*Saved entries:*
++++
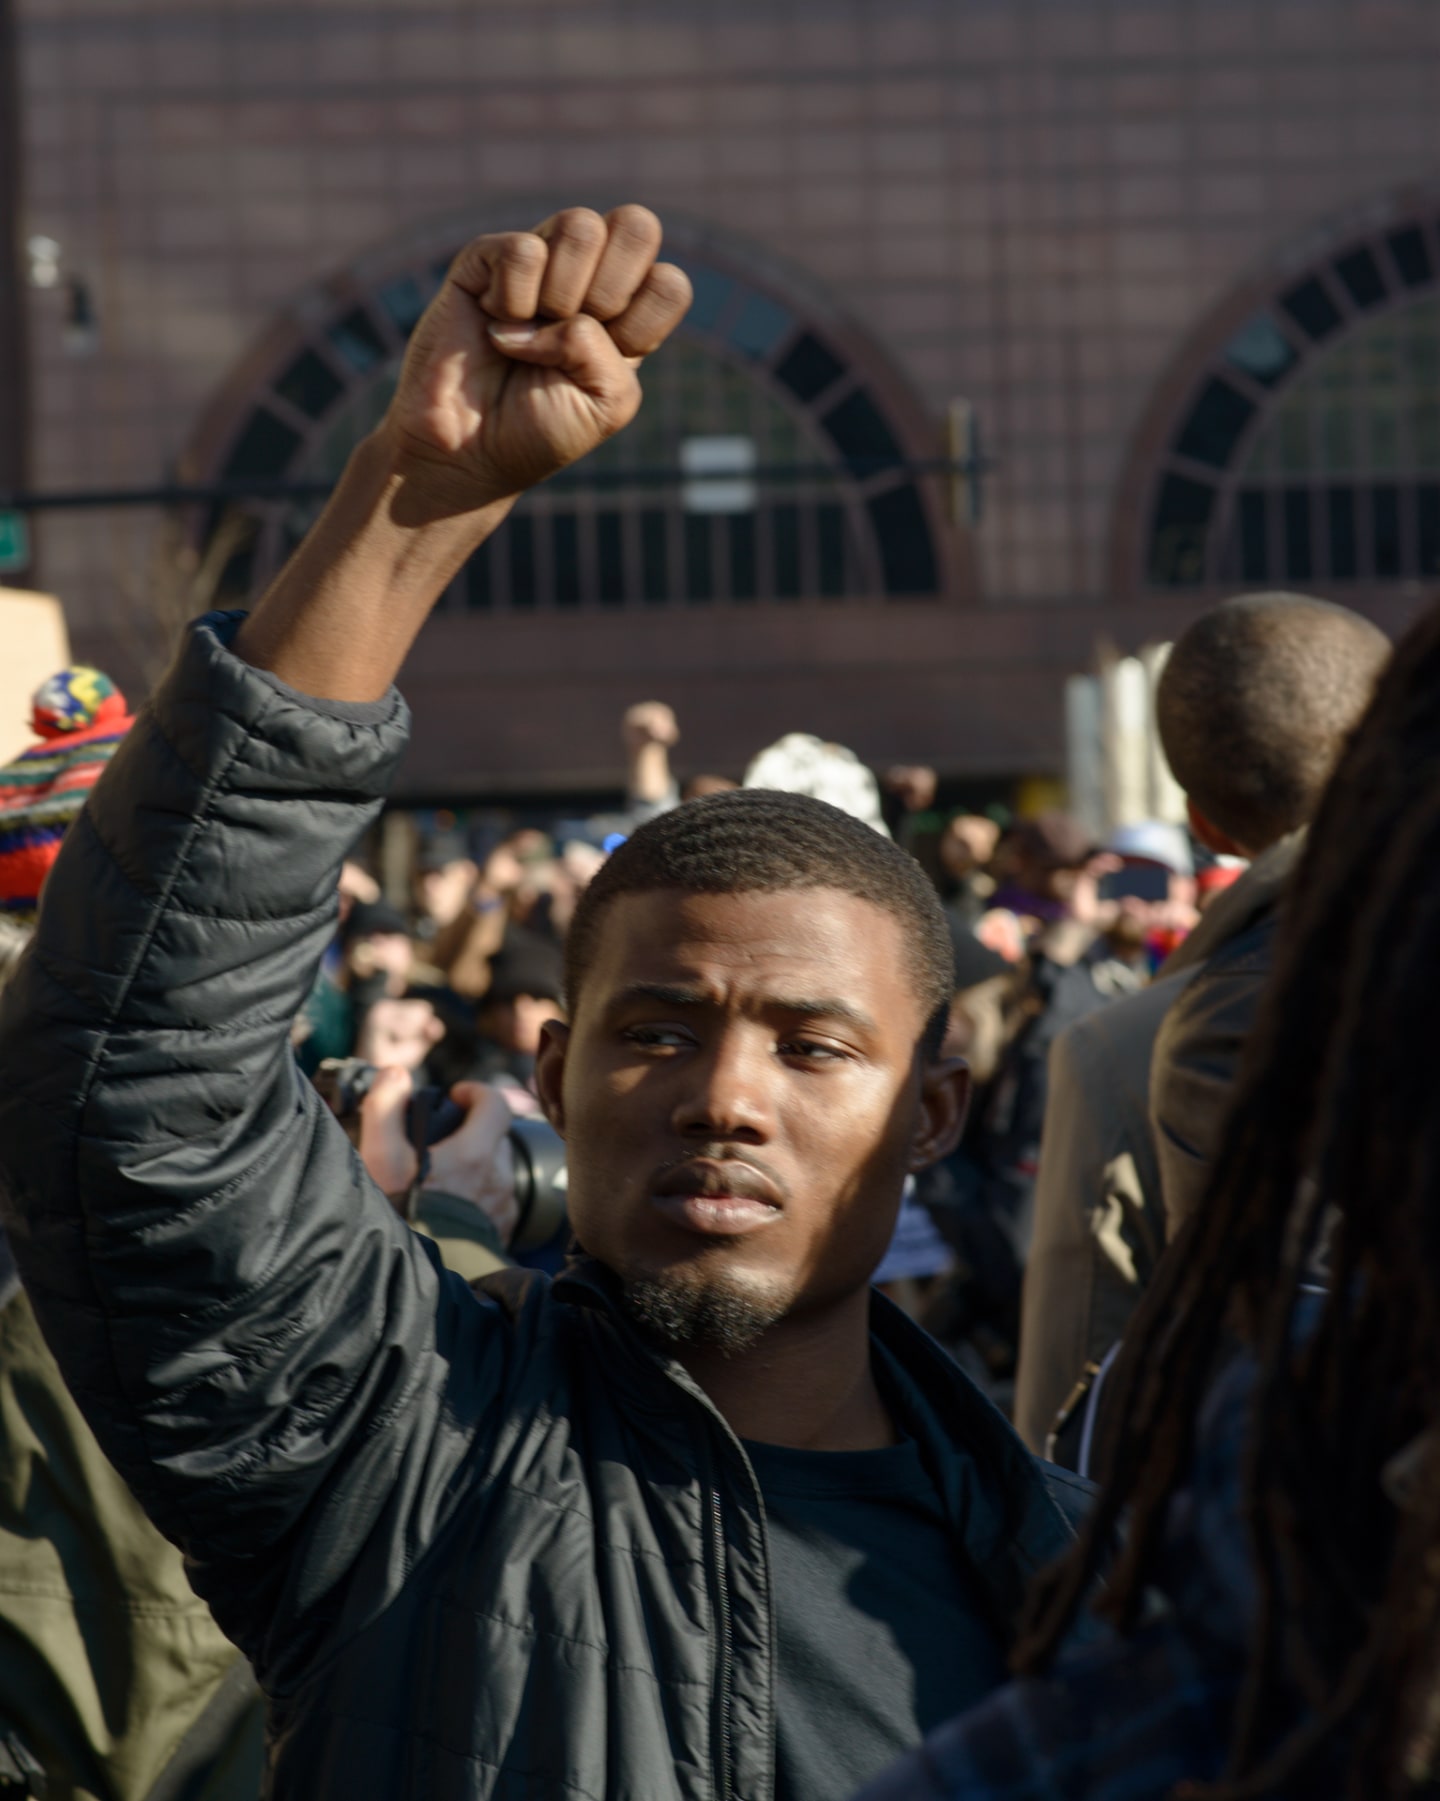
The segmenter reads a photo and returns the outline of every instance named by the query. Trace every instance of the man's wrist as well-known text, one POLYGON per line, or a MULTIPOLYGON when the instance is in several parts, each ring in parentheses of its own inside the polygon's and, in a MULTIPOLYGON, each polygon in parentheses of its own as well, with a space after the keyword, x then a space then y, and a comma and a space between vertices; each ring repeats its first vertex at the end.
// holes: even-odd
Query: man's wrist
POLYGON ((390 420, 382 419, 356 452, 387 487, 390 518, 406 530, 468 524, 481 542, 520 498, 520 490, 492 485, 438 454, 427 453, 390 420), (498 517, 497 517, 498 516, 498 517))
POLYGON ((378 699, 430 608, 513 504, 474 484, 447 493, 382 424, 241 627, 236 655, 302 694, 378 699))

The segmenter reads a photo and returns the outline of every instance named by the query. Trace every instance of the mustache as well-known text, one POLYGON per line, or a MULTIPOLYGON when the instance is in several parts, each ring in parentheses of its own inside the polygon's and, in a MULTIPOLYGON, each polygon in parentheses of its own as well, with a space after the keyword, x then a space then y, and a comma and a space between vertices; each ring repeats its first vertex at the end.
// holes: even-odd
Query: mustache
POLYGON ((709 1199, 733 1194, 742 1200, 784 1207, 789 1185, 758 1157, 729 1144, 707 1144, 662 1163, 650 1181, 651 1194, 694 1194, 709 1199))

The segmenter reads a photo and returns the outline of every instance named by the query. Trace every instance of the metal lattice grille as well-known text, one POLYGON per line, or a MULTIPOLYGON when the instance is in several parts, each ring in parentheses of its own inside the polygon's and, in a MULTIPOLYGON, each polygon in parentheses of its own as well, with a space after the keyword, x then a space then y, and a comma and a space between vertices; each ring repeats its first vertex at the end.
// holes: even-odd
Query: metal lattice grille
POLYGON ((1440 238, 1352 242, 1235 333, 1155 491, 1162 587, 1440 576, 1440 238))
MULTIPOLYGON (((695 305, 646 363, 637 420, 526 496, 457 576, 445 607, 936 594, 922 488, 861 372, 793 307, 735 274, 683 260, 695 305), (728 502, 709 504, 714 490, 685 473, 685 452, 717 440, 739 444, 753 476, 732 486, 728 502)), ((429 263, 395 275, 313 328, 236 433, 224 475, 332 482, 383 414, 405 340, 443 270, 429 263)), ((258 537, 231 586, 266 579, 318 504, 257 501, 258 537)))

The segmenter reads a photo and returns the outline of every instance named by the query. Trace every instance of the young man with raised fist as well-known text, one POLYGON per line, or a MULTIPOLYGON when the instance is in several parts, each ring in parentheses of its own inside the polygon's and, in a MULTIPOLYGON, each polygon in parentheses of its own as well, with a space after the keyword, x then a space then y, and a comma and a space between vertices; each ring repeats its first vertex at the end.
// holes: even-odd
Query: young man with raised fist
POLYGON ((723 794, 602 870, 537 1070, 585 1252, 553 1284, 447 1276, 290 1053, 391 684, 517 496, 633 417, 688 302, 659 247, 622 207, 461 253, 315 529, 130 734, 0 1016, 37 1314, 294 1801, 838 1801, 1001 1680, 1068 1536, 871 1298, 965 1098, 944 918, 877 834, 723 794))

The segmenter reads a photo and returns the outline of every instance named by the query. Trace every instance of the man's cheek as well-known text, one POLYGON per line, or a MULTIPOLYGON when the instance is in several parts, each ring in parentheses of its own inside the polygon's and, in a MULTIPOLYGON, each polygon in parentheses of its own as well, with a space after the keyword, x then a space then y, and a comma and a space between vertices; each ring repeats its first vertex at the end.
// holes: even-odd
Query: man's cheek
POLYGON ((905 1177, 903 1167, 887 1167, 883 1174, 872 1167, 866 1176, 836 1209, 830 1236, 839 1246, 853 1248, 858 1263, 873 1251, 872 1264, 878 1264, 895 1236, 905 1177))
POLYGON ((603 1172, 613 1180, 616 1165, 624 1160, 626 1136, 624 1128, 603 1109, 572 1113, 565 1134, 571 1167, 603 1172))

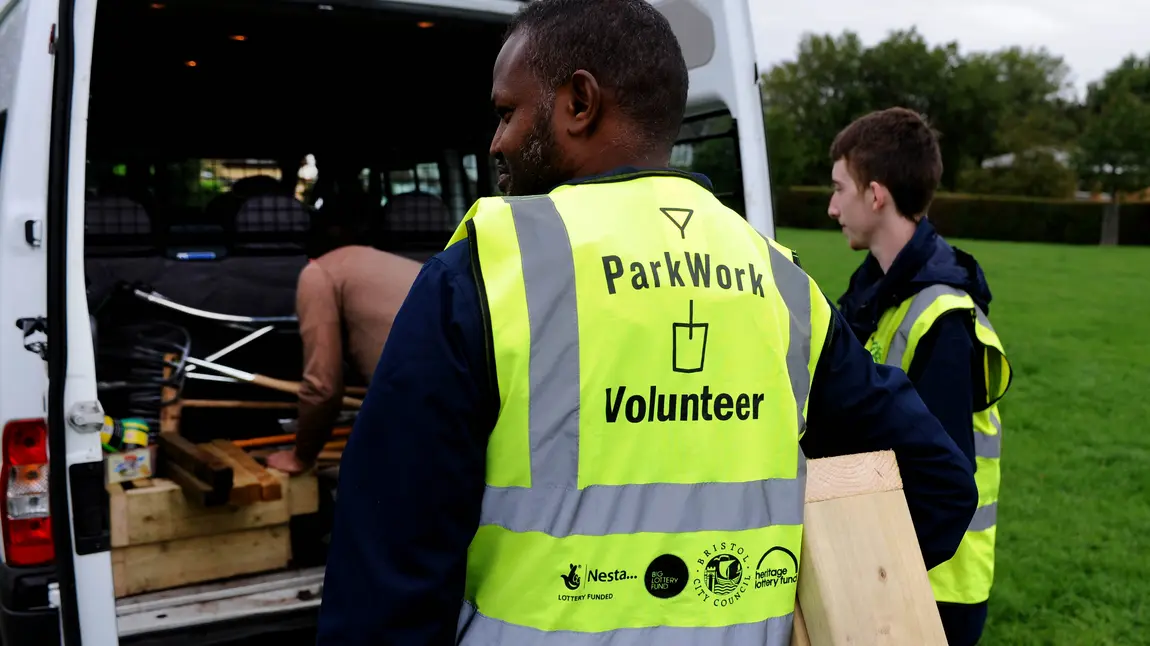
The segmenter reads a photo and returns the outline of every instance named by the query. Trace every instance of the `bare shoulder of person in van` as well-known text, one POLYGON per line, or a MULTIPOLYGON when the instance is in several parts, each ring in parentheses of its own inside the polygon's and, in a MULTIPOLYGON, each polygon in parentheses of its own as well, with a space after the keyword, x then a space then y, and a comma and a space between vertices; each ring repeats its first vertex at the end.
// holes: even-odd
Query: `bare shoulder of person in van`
++++
*Directions:* Give the number of lines in the data that contain "shoulder", with no other words.

*Output for this exercise:* 2